▸ **Work to be completed**: Type the entries out once more. Match them exactly.

Data entries:
****************************************

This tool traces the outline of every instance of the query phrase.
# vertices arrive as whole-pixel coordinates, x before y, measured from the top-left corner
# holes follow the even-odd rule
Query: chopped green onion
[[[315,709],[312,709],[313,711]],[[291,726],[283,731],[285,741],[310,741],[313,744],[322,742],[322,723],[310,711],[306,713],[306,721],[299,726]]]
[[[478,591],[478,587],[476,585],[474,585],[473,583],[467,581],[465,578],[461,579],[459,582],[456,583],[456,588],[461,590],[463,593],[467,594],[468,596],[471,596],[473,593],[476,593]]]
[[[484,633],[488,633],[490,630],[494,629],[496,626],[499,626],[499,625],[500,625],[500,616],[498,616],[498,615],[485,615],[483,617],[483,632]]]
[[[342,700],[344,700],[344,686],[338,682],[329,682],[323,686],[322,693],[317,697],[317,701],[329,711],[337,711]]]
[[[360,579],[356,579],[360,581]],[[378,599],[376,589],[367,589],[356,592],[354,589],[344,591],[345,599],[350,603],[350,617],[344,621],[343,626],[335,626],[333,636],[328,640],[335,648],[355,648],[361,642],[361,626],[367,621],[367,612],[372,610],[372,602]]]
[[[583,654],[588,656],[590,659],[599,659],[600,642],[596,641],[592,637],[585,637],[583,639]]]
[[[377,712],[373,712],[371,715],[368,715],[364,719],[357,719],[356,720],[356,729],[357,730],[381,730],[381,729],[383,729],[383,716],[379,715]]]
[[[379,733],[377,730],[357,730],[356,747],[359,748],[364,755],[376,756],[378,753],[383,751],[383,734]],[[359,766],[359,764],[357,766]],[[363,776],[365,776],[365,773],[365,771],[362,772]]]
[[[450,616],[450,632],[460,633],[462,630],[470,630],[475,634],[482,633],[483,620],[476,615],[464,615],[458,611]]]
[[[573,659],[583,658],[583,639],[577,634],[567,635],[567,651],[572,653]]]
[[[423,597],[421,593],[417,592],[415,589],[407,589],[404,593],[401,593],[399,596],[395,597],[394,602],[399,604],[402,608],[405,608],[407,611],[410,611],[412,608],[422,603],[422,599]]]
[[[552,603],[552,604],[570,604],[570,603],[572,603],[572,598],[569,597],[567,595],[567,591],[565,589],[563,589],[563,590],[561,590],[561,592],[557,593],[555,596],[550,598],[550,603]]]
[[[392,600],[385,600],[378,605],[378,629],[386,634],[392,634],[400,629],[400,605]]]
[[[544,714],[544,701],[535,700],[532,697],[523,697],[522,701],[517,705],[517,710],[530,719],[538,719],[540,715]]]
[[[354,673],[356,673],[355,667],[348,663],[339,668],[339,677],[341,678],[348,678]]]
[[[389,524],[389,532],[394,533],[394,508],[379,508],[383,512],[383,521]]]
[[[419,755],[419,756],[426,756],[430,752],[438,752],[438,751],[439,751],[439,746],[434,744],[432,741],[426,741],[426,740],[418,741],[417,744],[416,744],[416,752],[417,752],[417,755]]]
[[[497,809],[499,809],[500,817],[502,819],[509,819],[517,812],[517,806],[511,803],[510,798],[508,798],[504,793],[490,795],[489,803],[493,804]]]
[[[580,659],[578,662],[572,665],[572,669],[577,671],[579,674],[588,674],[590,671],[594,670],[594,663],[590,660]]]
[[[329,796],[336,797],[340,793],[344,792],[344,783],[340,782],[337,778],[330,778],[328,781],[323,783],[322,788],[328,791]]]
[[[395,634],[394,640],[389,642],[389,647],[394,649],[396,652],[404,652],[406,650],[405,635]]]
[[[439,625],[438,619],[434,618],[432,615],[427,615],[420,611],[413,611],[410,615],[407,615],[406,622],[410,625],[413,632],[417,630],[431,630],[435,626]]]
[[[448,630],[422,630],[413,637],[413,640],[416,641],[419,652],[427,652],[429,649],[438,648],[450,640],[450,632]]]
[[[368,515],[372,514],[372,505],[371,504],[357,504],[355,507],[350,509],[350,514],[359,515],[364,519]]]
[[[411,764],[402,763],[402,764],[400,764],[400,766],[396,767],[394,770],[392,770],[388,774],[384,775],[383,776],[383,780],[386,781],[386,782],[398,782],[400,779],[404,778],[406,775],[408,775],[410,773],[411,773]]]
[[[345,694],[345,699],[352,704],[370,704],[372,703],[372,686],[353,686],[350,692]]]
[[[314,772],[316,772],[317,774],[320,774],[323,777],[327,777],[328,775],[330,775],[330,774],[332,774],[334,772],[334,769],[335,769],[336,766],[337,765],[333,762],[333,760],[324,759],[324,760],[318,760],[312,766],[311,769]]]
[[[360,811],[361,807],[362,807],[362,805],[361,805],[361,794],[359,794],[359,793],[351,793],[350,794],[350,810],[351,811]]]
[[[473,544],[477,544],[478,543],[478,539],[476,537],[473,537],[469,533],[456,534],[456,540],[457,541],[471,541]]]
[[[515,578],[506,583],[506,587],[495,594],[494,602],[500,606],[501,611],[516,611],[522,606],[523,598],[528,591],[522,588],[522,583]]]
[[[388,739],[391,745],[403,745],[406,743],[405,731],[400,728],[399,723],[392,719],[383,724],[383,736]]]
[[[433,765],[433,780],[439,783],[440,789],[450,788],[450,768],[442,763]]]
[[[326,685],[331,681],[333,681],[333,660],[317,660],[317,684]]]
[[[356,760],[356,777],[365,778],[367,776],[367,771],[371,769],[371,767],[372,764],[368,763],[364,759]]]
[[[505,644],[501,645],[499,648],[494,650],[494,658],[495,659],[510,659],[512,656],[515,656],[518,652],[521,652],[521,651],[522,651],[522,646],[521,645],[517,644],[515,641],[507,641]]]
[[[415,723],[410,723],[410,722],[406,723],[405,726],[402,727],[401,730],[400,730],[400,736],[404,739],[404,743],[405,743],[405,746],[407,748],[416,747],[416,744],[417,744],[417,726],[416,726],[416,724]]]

****************************************

▸ **Completed exercise**:
This tool traces the outline of every instance of the query phrase.
# vertices arrive as whole-pixel coordinates, x before y, measured from the top-left corner
# holes follow the even-odd rule
Query: chopped green onion
[[[315,709],[312,709],[313,711]],[[291,726],[283,731],[285,741],[310,741],[313,744],[322,742],[322,723],[310,711],[306,713],[306,721],[299,726]]]
[[[478,591],[478,587],[476,585],[474,585],[473,583],[467,581],[465,578],[461,579],[459,582],[456,583],[456,588],[461,590],[463,593],[467,594],[468,596],[471,596],[473,593],[476,593]]]
[[[484,633],[488,633],[490,630],[494,629],[496,626],[499,626],[499,625],[500,625],[500,616],[498,616],[498,615],[485,615],[483,617],[483,632]]]
[[[342,700],[344,700],[344,686],[338,682],[329,682],[323,686],[322,693],[317,697],[317,701],[329,711],[337,711]]]
[[[360,579],[356,579],[360,581]],[[378,599],[376,589],[367,589],[356,592],[354,589],[344,591],[345,599],[350,603],[350,617],[344,621],[343,626],[335,626],[333,636],[328,640],[335,648],[355,648],[361,642],[361,626],[367,621],[367,612],[372,610],[372,602]]]
[[[583,654],[588,656],[590,659],[599,659],[600,642],[596,641],[592,637],[585,637],[583,639]]]
[[[377,712],[373,712],[371,715],[368,715],[364,719],[357,719],[356,720],[356,729],[357,730],[381,730],[381,729],[383,729],[383,716],[379,715]]]
[[[379,733],[377,730],[357,730],[356,747],[359,748],[364,755],[376,756],[378,753],[383,751],[383,734]],[[359,766],[359,764],[357,766]],[[363,776],[365,776],[365,773],[365,771],[362,772]]]
[[[450,616],[450,632],[460,633],[462,630],[470,630],[475,634],[482,633],[483,620],[476,615],[464,615],[458,611]]]
[[[573,659],[583,658],[583,639],[577,634],[567,635],[567,651],[572,653]]]
[[[423,597],[421,593],[417,592],[415,589],[407,589],[404,593],[401,593],[399,596],[395,597],[394,602],[399,604],[402,608],[405,608],[407,611],[410,611],[412,608],[422,603],[422,599]]]
[[[552,603],[552,604],[570,604],[570,603],[572,603],[572,598],[569,597],[567,595],[567,591],[565,589],[563,589],[563,590],[561,590],[561,592],[557,593],[555,596],[550,598],[550,603]]]
[[[392,600],[385,600],[378,605],[378,629],[386,634],[392,634],[400,629],[400,605]]]
[[[544,714],[544,701],[535,700],[532,697],[523,697],[522,701],[517,705],[517,710],[530,719],[538,719],[540,715]]]
[[[354,673],[356,673],[355,667],[348,663],[339,668],[339,677],[341,678],[348,678]]]
[[[389,524],[389,532],[394,533],[394,508],[379,508],[383,512],[383,521]]]
[[[419,755],[419,756],[426,756],[430,752],[438,752],[438,751],[439,751],[439,746],[434,744],[432,741],[426,741],[426,740],[418,741],[417,744],[416,744],[416,752],[417,752],[417,755]]]
[[[497,809],[499,809],[500,817],[502,819],[509,819],[517,812],[517,806],[511,803],[510,798],[508,798],[504,793],[490,795],[489,803],[493,804]]]
[[[580,659],[578,662],[572,665],[572,669],[577,671],[579,674],[588,674],[590,671],[594,670],[594,663],[590,660]]]
[[[329,796],[336,797],[340,793],[344,792],[344,783],[340,782],[337,778],[330,778],[328,781],[323,783],[322,788],[328,791]]]
[[[395,634],[394,640],[389,642],[389,647],[394,649],[396,652],[404,652],[406,650],[405,635]]]
[[[439,625],[438,619],[434,618],[432,615],[427,615],[420,611],[413,611],[410,615],[407,615],[406,622],[410,625],[413,632],[417,630],[431,630],[435,626]]]
[[[448,630],[422,630],[413,637],[413,640],[416,641],[419,652],[427,652],[429,649],[438,648],[450,640],[450,632]]]
[[[368,515],[372,514],[372,505],[371,504],[357,504],[355,507],[350,509],[350,514],[359,515],[364,519]]]
[[[411,764],[402,763],[402,764],[400,764],[400,766],[396,767],[394,770],[392,770],[388,774],[384,775],[383,776],[383,780],[386,781],[386,782],[398,782],[400,779],[404,778],[406,775],[408,775],[410,773],[411,773]]]
[[[345,694],[345,699],[352,704],[370,704],[372,703],[372,686],[353,686],[350,692]]]
[[[314,772],[316,772],[317,774],[320,774],[323,777],[327,777],[328,775],[330,775],[330,774],[332,774],[334,772],[334,769],[335,769],[336,766],[337,765],[333,762],[333,760],[324,759],[324,760],[318,760],[312,766],[311,769]]]
[[[360,811],[361,807],[362,807],[362,805],[361,805],[361,794],[359,794],[359,793],[351,793],[350,794],[350,810],[351,811]]]
[[[473,544],[477,544],[478,543],[478,539],[476,537],[473,537],[469,533],[456,534],[456,540],[457,541],[471,541]]]
[[[515,578],[506,583],[506,587],[495,594],[494,602],[500,606],[501,611],[516,611],[522,606],[523,598],[528,591],[522,588],[522,583]]]
[[[388,739],[391,745],[403,745],[406,743],[405,731],[400,728],[399,723],[392,719],[383,724],[383,736]]]
[[[433,765],[433,780],[439,783],[440,789],[450,788],[450,768],[442,763]]]
[[[326,685],[331,681],[333,681],[333,660],[317,660],[317,684]]]
[[[356,760],[356,777],[365,778],[367,776],[367,771],[371,769],[371,767],[372,764],[368,763],[364,759]]]
[[[505,644],[501,645],[499,648],[494,650],[494,658],[495,659],[510,659],[512,656],[515,656],[518,652],[521,652],[521,651],[522,651],[522,646],[521,645],[517,644],[515,641],[507,641]]]
[[[415,723],[410,723],[410,722],[406,723],[405,726],[402,727],[401,730],[400,730],[400,736],[404,739],[404,743],[405,743],[405,746],[407,748],[416,747],[416,744],[417,744],[417,726],[416,726],[416,724]]]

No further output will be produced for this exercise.